Exercise details: Read the data, and whenever a line holds the word "mountain", report that line.

Material for the task:
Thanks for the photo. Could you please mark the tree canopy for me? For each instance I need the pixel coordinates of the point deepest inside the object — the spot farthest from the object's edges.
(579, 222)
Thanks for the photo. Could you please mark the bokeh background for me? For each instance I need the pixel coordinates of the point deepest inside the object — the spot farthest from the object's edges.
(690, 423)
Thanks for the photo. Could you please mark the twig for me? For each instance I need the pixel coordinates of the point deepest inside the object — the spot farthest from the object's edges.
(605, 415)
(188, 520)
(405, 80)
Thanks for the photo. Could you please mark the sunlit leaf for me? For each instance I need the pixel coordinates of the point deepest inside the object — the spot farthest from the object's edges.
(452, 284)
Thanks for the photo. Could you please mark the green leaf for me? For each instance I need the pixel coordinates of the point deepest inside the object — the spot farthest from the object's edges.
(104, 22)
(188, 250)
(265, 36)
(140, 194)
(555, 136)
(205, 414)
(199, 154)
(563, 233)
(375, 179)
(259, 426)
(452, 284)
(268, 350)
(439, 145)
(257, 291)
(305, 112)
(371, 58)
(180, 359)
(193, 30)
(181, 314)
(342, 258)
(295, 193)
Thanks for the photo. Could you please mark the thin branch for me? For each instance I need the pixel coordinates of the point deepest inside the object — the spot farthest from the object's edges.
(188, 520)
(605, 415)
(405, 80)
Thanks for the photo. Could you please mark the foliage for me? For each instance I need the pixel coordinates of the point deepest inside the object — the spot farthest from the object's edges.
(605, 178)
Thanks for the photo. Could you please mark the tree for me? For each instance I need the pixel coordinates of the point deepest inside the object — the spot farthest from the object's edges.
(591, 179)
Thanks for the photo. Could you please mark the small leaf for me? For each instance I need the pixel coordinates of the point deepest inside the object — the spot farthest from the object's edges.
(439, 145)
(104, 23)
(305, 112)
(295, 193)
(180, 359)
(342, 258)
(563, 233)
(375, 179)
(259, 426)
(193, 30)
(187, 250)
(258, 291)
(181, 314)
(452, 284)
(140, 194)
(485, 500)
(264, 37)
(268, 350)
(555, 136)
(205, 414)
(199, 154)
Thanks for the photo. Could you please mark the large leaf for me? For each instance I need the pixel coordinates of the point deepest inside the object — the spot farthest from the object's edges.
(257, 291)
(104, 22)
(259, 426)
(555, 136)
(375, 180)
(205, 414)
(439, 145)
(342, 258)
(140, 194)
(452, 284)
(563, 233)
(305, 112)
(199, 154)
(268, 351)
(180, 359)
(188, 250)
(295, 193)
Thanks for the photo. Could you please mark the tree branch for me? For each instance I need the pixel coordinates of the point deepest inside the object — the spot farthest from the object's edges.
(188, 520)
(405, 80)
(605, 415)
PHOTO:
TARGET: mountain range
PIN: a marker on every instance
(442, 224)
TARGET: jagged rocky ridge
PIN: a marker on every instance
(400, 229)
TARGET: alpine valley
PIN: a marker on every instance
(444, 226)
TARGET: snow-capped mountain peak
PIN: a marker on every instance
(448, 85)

Result of the task:
TARGET: mountain range
TARGET: snow-capped mountain peak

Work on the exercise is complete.